▸ **Texte d'étude**
-----

Reconstruire Mayotte “autrement”

C’est d’ailleurs ce que la CFDT et la CFDT Mayotte ont rappelé au ministre des Outre-mer, Manuel Valls, le 24 janvier dernier, à l’occasion d’une rencontre bilatérale. « Il faut reconstruire Mayotte autrement » assènent-elles, et dans cette perspective mettre en place un réel accompagnement économique et social des habitants, réduire les inégalités qui plombent le territoire et procéder à l’indispensable convergence des droits sociaux avec ceux de la métropole. « En résumé, mettre fin à cette injustice qui fait des Mahorais des citoyens de seconde zone », insiste Pascal Catto, délégué outre-mer à la Confédération. Le renforcement des services publics sera également une condition indispensable à la reconstruction de Mayotte ; qu’il s’agisse de la santé, de l’éducation ou des transports, les besoins sont immenses.

Une rentrée scolaire en plusieurs temps

Officiellement, les cours ont repris le 27 janvier. Mais, dans les faits, seules 176 écoles sur les 221 que compte le territoire ont pu rouvrir. Les collégiens de quatre établissements ont quant à eux été contraints de rester chez eux. « Depuis Paris, la rentrée semble “gérable”. Pourtant, dans les établissements, on est très loin d’un retour à la normale, note Christophe Bonnet, secrétaire fédéral de la CFDT Éducation Formation Recherche publiques (EFRP). Le retour en classe se fait de manière dégradée ; des travaux sont en cours ou à prévoir dans de nombreux établissements, les installations informatiques ont été détruites, les équipements sportifs détériorés… »

Pas question que la précipitation l’emporte, confirme Mohamed Attoumani, trésorier du syndicat CFDT EFRP de l’académie de Mayotte : « La rentrée se fait au cas par cas, en fonction de la situation de chaque établissement. Soyons clairs, partout où les conditions de sécurité ne sont pas réunies, nous n’hésiterons pas à recourir à notre droit de retrait. » Cet enseignant du lycée professionnel de Dzoumogné souligne les difficultés rencontrées par ses élèves. « Beaucoup ont tout perdu. Ils n’ont plus de fournitures scolaires, de vêtements… S’ils sont venus aujourd’hui, c’est parce qu’ils savaient qu’ils allaient trouver une collation. Leur priorité, c’est de se nourrir ! »

Par ailleurs, si le versement d’une prime exceptionnelle de 2 000 euros a été accueilli avec soulagement par les 5 000 personnels des établissements scolaires qui en ont bénéficié, cela a créé un sentiment d’amertume et d’« injustice pour les exclus », alerte Mohamed Attoumani : « Chido n’a pas frappé les agents selon le niveau de leurs points d’indice, il a frappé tout le monde. L’injustice aurait pu être évitée si les organisations syndicales avaient été associées à cette décision. »

Possible reprise de la grève au CHM

À propos de l'auteur

Guillaume Lefèvre
Journaliste

Autre service public malmené et en première ligne, le Centre hospitalier de Mayotte, où un protocole de sortie de grève a été signé le 20 janvier. En grève depuis deux semaines, la CFDT et l’intersyndicale dénonçaient le mal-être et la dégradation des conditions de travail. Une situation bien antérieure au passage de Chido, mais que le cyclone n’a fait qu’aggraver. Parmi les sept points du protocole figurent l’engagement de la direction à faire remonter au ministère une demande de prime exceptionnelle cyclone pour l’ensemble des personnels ou encore la mise en place de mesures de soutien aux agents. En cas de non-respect de ces engagements, l’intersyndicale prévient d’ores et déjà qu’elle reprendra son mouvement.

-----

▸ **Liste des données**
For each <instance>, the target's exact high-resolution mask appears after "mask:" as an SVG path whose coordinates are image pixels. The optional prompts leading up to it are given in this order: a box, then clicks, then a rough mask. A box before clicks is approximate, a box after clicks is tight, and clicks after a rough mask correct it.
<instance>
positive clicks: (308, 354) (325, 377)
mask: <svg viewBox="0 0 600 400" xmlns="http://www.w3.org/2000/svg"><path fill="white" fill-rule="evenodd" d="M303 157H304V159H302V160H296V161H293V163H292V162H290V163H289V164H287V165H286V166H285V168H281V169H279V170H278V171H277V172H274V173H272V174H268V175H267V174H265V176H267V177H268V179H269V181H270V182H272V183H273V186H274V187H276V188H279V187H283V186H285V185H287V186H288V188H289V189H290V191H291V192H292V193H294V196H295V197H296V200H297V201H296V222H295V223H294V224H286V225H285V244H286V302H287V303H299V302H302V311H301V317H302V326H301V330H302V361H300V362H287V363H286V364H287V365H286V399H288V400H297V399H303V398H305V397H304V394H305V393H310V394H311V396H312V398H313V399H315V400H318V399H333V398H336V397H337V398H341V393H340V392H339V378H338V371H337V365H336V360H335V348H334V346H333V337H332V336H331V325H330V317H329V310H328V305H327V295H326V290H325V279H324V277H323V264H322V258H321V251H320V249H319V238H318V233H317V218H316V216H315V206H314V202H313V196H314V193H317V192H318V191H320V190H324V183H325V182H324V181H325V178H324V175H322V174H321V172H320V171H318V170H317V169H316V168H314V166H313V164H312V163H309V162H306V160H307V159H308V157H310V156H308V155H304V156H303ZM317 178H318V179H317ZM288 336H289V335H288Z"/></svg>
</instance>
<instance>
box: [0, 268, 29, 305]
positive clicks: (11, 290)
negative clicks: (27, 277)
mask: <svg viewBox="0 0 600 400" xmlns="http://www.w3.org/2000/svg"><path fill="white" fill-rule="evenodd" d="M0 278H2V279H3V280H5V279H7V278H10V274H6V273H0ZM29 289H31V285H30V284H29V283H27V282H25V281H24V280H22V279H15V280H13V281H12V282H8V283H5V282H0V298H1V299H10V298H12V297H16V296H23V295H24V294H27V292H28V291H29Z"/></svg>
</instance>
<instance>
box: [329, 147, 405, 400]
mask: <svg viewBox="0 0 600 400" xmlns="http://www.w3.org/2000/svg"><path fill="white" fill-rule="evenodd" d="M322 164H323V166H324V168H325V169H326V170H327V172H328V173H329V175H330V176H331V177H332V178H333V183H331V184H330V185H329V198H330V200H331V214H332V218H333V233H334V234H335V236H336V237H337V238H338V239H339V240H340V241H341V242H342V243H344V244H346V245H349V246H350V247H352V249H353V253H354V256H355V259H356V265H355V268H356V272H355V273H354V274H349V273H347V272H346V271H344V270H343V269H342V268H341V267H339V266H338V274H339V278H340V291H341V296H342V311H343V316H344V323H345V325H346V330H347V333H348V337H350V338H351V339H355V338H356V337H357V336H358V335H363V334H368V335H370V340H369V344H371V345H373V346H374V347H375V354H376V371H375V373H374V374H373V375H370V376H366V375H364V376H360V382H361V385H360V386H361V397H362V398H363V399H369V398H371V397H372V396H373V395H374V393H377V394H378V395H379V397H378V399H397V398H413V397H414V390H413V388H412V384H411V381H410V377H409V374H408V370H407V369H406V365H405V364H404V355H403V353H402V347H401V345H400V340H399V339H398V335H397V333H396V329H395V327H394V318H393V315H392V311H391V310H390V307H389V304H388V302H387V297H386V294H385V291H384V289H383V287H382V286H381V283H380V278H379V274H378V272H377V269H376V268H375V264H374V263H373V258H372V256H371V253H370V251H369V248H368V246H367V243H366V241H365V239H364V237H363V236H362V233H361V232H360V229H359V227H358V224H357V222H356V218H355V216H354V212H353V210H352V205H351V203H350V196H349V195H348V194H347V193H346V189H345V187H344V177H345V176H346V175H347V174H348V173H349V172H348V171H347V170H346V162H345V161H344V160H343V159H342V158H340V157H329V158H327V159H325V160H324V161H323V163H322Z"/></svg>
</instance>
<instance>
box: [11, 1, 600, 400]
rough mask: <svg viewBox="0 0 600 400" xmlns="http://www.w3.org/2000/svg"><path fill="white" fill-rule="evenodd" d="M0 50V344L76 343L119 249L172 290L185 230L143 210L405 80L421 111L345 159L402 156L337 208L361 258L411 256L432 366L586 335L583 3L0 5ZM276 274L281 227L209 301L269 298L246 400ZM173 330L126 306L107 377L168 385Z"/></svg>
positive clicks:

-----

▸ **Consignes de travail**
D'après le texte sur la reconstruction de Mayotte, combien d'écoles ont pu rouvrir après la reprise officielle des cours le 27 janvier ?

▸ **Corrigé**
Seules 176 écoles sur les 221 que compte le territoire ont pu rouvrir.